# EXERCISE
With the pictures removed, write out the data below exactly.

# DATA SHOWN
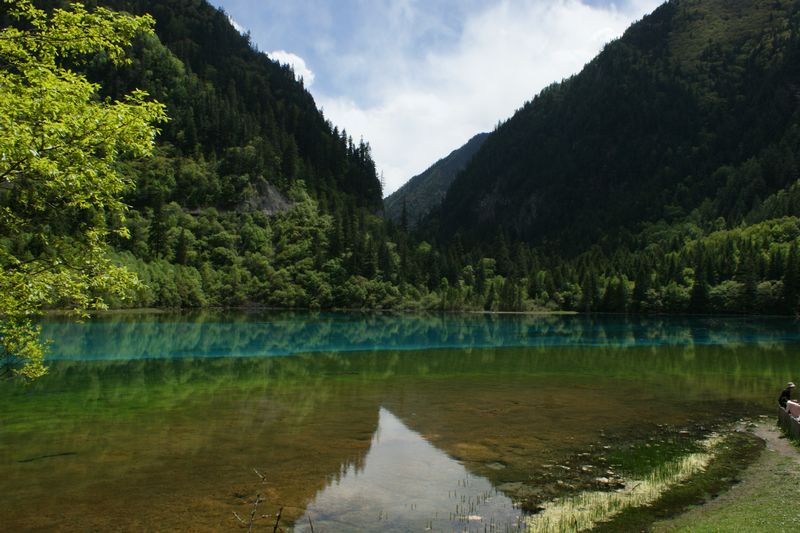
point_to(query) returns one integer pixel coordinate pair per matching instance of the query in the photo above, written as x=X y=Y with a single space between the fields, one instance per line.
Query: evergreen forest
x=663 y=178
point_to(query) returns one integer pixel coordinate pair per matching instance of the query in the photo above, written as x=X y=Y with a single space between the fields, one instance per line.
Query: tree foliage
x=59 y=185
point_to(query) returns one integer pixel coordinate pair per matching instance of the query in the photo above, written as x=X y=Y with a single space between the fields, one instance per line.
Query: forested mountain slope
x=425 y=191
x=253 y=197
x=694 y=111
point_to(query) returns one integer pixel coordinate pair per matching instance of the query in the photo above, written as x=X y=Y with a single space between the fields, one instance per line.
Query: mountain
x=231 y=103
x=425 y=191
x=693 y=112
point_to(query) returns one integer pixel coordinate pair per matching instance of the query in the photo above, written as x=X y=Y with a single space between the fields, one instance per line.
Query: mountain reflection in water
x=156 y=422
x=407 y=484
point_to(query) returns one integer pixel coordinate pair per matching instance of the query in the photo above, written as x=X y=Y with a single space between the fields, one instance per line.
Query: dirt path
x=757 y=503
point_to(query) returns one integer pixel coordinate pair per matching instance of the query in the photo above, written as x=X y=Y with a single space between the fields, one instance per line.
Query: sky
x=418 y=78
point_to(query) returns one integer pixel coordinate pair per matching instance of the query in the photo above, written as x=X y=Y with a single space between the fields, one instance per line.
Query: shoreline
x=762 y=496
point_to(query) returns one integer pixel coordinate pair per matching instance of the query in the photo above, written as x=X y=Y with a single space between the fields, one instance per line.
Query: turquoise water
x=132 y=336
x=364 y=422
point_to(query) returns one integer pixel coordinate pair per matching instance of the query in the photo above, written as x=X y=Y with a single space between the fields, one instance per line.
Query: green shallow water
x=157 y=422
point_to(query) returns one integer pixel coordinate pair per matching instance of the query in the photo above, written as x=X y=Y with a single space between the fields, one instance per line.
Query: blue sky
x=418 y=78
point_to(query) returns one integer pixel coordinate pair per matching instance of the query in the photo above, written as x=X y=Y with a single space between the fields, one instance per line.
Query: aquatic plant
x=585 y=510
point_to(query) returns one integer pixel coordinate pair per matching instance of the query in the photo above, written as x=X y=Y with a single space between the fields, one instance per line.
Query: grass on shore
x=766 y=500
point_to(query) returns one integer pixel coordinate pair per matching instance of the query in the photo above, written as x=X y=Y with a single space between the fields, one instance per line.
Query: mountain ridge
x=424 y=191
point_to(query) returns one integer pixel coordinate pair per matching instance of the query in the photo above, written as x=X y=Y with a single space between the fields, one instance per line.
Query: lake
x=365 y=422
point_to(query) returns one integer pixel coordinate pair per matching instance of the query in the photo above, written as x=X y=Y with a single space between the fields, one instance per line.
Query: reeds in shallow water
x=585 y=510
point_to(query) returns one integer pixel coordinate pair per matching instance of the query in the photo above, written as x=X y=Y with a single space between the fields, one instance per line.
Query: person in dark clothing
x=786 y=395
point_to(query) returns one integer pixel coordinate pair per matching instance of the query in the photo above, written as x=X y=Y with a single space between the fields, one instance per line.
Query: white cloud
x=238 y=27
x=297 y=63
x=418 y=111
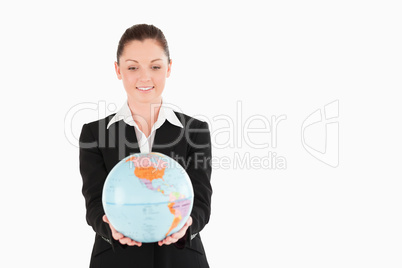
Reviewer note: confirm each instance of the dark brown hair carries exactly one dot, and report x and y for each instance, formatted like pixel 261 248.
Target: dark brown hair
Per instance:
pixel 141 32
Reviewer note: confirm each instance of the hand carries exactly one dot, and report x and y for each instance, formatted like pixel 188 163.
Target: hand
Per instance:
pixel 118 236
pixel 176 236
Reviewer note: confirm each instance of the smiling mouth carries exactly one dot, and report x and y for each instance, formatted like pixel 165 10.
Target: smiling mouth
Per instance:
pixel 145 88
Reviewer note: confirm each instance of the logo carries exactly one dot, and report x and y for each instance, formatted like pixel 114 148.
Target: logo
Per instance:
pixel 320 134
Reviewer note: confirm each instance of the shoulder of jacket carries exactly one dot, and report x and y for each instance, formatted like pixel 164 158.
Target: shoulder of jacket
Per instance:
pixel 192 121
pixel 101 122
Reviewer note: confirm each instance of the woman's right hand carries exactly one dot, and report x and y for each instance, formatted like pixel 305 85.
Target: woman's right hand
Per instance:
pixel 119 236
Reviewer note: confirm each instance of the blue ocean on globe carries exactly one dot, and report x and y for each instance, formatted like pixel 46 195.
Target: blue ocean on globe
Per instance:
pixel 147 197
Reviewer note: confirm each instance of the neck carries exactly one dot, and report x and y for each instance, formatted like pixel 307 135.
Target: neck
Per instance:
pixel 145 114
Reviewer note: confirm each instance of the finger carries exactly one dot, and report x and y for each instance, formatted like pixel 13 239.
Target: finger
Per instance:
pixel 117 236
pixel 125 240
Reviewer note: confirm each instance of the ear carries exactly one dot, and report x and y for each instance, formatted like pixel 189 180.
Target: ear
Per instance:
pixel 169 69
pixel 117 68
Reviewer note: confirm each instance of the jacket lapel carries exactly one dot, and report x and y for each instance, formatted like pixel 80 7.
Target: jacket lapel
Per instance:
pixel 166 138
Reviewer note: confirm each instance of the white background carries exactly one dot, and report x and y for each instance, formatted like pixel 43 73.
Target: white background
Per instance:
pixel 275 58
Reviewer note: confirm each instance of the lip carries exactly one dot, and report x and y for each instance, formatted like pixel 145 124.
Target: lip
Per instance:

# SOLVED EXERCISE
point_to(query) returns one integer pixel coordinate pair per matching instance of the query in the photo above, written as x=X y=Y with a single space between the fields, one instance per line.
Query: evergreen forest
x=663 y=178
point_to(query) returns one integer pixel coordinate pair per matching instance of the query in the photo above, written as x=X y=Y with a single space between the fields, one instance per line.
Query: tree foliage
x=59 y=185
point_to(query) returns one integer pixel coordinate pair per matching instance of the query in the photo above, written as x=X y=Y with a single space between the fields, one instance per line.
Query: forested mountain slope
x=425 y=191
x=253 y=197
x=694 y=111
point_to(query) returns one integer pixel coordinate pair per matching instance of the query in the photo above, written as x=X y=Y with a single space between the fields, one instance per line.
Query: mountain
x=231 y=103
x=425 y=191
x=693 y=112
point_to(query) returns one integer pixel coordinate pair per matching instance of the query in the photo above, written as x=X y=Y with a single space between the fields, one instance per line.
Query: mountain reflection in water
x=156 y=422
x=407 y=484
point_to(query) returns one integer pixel coordinate pair per matching instance of the query in the photo above, written as x=X y=Y with a single space between the fields, one instance per line.
Query: dirt path
x=757 y=503
point_to(query) returns one integer pixel coordinate pair per matching instance of the query in the photo above, written as x=X y=Y with a single space between the fields, one instance per line.
Query: sky
x=418 y=78
point_to(query) returns one integer pixel coordinate pair per matching instance of the query in the photo above, written as x=X y=Y with a single space between the fields, one instance per line.
Query: shoreline
x=762 y=496
point_to(query) returns one integer pixel coordinate pair per matching instance of the query in the photo above, written as x=X y=Y with a single space between the fields, one instance per line.
Query: turquoise water
x=132 y=336
x=364 y=422
point_to(query) returns one integer pixel coordinate pair per matching instance of the query in the photo above, written as x=X y=Y with a single space between the fields, one instance per line.
Query: green shallow water
x=157 y=422
point_to(query) returns one integer pixel coordinate pair per matching instance of the query in the photo above, written as x=X y=Y with a single space between the fields, one instance per line.
Query: blue sky
x=418 y=78
point_to(query) returns one integer pixel coordinate pair per matching instance of the query in the photo above, written as x=X y=Y with a single space between the fields, one instance per line.
Query: aquatic plant
x=585 y=510
point_to(query) returns one integer pixel coordinate pair per matching instance of the query in the photo above, written as x=X y=Y with a single space between the fields, one instance per line.
Query: grass on shore
x=766 y=500
point_to(query) returns one integer pixel coordinate pair per matching instance of the query in the photo above, written as x=X y=Y with a single space between the fields, one instance per line.
Query: mountain ridge
x=424 y=191
point_to(query) returns one integer pixel coordinate pair per matching instance of the query in the photo above, written as x=X y=Y with a single space between the fields, one instance per line.
Query: lake
x=365 y=422
point_to(query) returns one integer pixel coordinate pair per matching instance of the query in the photo above, written as x=X y=Y with a single space between the fields, one instance per line.
Query: reeds in shallow water
x=585 y=510
point_to(query) returns one integer pixel coordinate pair per matching instance of the query in the photo above, written as x=X y=Y with a single space between the fields, one instance per line.
Query: person in dark clothing
x=786 y=395
point_to(query) returns one integer pixel coordinate pair per matching instance of the query in the photo above, written as x=X y=Y with a single space between the fields, one instance per line.
Query: white cloud
x=238 y=27
x=297 y=63
x=418 y=111
Reviewer note: confirm each instance of the dark brown hair carries exactly one dot, and report x and y for each instance, formatted like pixel 261 248.
Target: dark brown hair
Per instance:
pixel 141 32
Reviewer note: confirm each instance of the hand carries exactly one dot, and report x and y for each instance, formatted like pixel 188 163.
Target: hand
Per instance:
pixel 118 236
pixel 176 236
Reviewer note: confirm each instance of the smiling mouth carries exactly one dot, and report x and y for each instance, formatted like pixel 165 10.
Target: smiling mouth
Per instance:
pixel 145 88
Reviewer note: confirm each instance of the logo carries exactly one dot, and report x and y for each instance, formatted like pixel 114 148.
Target: logo
Per instance:
pixel 320 134
Reviewer note: confirm each instance of the shoulder of jacket carries exactly one dot, and report x and y for each instance, formatted like pixel 164 158.
Target: shoulder of jacket
Per instance:
pixel 192 121
pixel 101 122
Reviewer note: confirm each instance of the woman's right hand carries exactly one dot, and report x and y for each instance, formatted like pixel 305 85.
Target: woman's right hand
Per instance:
pixel 119 236
Reviewer note: confirm each instance of the blue ocean on globe carries exactly one dot, and report x and y for each instance, formatted like pixel 46 195.
Target: blue ocean on globe
Per instance:
pixel 147 197
Reviewer note: confirm each instance of the neck carries exactly one dot, and report x and y for each instance, formatted like pixel 307 135.
Target: neck
Per instance:
pixel 145 114
Reviewer note: confirm each instance of the finger carries exactly one dot, and report x and y for each instance, formatted like pixel 13 239.
Target: finger
Per instance:
pixel 117 236
pixel 125 240
Reviewer note: confirm each instance of the ear carries exactly one dot, and report x and y for each instance, formatted like pixel 189 180.
Target: ear
Per instance:
pixel 169 69
pixel 117 68
Reviewer note: confirm each instance of the jacket lapel carries exactly one dot, and report x and y for each instance, formatted like pixel 80 7.
Target: jacket lapel
Per instance:
pixel 166 138
Reviewer note: confirm each instance of the white background carries exactly one dot, and report x and y for each instance, formatted like pixel 43 73.
Target: white background
Per instance:
pixel 275 58
Reviewer note: confirm each instance of the lip carries exactly one dot, and report x and y for each instance, formatted like pixel 145 124.
Target: lip
Per instance:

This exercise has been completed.